>>>

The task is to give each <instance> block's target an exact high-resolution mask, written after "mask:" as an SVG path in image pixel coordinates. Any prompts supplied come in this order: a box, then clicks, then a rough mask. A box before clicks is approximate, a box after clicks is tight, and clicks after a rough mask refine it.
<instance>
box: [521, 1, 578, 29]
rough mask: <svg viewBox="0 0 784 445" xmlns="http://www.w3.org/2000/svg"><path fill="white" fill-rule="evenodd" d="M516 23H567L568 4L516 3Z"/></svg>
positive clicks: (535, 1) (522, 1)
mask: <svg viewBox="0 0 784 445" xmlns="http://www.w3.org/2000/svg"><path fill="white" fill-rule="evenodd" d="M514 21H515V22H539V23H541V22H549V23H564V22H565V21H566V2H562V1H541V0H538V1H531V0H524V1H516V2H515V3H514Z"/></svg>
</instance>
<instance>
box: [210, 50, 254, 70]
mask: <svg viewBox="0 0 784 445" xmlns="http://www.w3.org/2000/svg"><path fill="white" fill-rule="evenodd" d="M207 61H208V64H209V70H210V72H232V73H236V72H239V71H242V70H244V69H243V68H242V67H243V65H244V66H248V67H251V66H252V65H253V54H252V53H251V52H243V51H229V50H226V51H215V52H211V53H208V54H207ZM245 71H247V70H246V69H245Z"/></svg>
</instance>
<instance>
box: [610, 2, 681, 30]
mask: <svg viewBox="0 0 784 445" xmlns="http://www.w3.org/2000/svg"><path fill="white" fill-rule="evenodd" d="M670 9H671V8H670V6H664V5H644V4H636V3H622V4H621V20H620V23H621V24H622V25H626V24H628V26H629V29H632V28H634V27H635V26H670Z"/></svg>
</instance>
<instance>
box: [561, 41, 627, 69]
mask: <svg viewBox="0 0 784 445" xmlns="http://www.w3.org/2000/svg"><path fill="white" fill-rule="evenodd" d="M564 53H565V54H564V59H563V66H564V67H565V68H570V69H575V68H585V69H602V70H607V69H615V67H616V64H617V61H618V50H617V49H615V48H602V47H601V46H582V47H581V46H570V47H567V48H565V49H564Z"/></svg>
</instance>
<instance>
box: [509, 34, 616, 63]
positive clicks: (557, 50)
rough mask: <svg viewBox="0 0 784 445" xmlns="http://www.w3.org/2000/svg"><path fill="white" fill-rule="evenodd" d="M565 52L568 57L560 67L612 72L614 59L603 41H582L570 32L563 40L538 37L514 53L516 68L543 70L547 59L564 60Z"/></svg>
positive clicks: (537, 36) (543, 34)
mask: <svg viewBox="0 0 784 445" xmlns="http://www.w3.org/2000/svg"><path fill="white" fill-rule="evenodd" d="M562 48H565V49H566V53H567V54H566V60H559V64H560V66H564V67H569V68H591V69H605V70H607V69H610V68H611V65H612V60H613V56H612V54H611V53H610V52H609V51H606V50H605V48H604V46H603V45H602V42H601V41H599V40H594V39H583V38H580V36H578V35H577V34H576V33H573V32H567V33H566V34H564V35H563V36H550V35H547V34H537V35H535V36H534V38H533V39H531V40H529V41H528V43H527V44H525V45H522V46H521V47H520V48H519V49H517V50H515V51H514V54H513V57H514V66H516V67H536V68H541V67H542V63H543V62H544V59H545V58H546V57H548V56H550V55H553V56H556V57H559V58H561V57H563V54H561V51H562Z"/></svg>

<<<

- [Work request]:
Please write out the listing above as a JSON array of strings, with each line as its own string and blank lines omitted.

- [Result of this exercise]:
[
  "The task is to give each <instance> block's target an exact high-resolution mask, written after \"mask:\" as an SVG path in image pixel coordinates. Any prompts supplied come in this order: a box, then clicks, then a rough mask. A box before clicks is approximate, a box after clicks is tight, and clicks after a rough mask refine it.",
  "<instance>",
  "box: [521, 1, 578, 29]",
  "rough mask: <svg viewBox=\"0 0 784 445\" xmlns=\"http://www.w3.org/2000/svg\"><path fill=\"white\" fill-rule=\"evenodd\" d=\"M516 23H567L568 4L516 3Z\"/></svg>",
  "positive clicks: (535, 1) (522, 1)",
  "mask: <svg viewBox=\"0 0 784 445\" xmlns=\"http://www.w3.org/2000/svg\"><path fill=\"white\" fill-rule=\"evenodd\" d=\"M514 21H515V22H539V23H541V22H549V23H564V22H565V21H566V2H562V1H541V0H538V1H531V0H524V1H516V2H515V3H514Z\"/></svg>",
  "</instance>",
  "<instance>",
  "box: [210, 50, 254, 70]",
  "mask: <svg viewBox=\"0 0 784 445\" xmlns=\"http://www.w3.org/2000/svg\"><path fill=\"white\" fill-rule=\"evenodd\" d=\"M207 61H208V64H209V70H210V72H232V73H236V72H239V71H242V70H244V69H243V68H242V67H243V65H244V66H248V67H251V66H252V65H253V54H252V53H251V52H243V51H229V50H226V51H215V52H211V53H208V54H207ZM245 71H247V70H246V69H245Z\"/></svg>",
  "</instance>",
  "<instance>",
  "box: [610, 2, 681, 30]",
  "mask: <svg viewBox=\"0 0 784 445\" xmlns=\"http://www.w3.org/2000/svg\"><path fill=\"white\" fill-rule=\"evenodd\" d=\"M670 9H671V8H670V6H664V5H644V4H636V3H622V4H621V20H620V23H621V24H622V25H626V24H628V26H629V29H632V28H634V27H635V26H670Z\"/></svg>",
  "</instance>",
  "<instance>",
  "box: [561, 41, 627, 69]",
  "mask: <svg viewBox=\"0 0 784 445\" xmlns=\"http://www.w3.org/2000/svg\"><path fill=\"white\" fill-rule=\"evenodd\" d=\"M564 53H565V54H564V59H563V66H564V67H565V68H570V69H575V68H585V69H602V70H607V69H615V67H616V64H617V61H618V50H617V49H615V48H602V47H601V46H582V47H581V46H570V47H567V48H565V49H564Z\"/></svg>",
  "</instance>",
  "<instance>",
  "box: [509, 34, 616, 63]",
  "positive clicks: (557, 50)",
  "rough mask: <svg viewBox=\"0 0 784 445\" xmlns=\"http://www.w3.org/2000/svg\"><path fill=\"white\" fill-rule=\"evenodd\" d=\"M565 52L568 57L560 67L612 72L614 59L603 41H582L570 32L563 40L538 37L514 53L516 68L543 70L547 59L564 60Z\"/></svg>",
  "positive clicks: (537, 36) (543, 34)",
  "mask: <svg viewBox=\"0 0 784 445\" xmlns=\"http://www.w3.org/2000/svg\"><path fill=\"white\" fill-rule=\"evenodd\" d=\"M562 48H565V49H566V53H567V54H566V60H559V64H560V66H564V67H569V68H591V69H605V70H607V69H610V68H611V65H612V60H613V56H612V54H611V53H610V52H609V51H606V50H605V48H604V46H603V45H602V42H601V41H599V40H594V39H583V38H580V36H578V35H577V34H576V33H573V32H567V33H566V34H564V35H563V36H550V35H547V34H537V35H535V36H534V38H533V39H531V40H529V41H528V43H527V44H525V45H522V46H521V47H520V48H519V49H517V50H515V51H514V54H513V57H514V66H516V67H536V68H541V67H542V63H543V62H544V59H545V58H546V57H548V56H550V55H553V56H556V57H559V58H561V57H563V54H561V51H562Z\"/></svg>"
]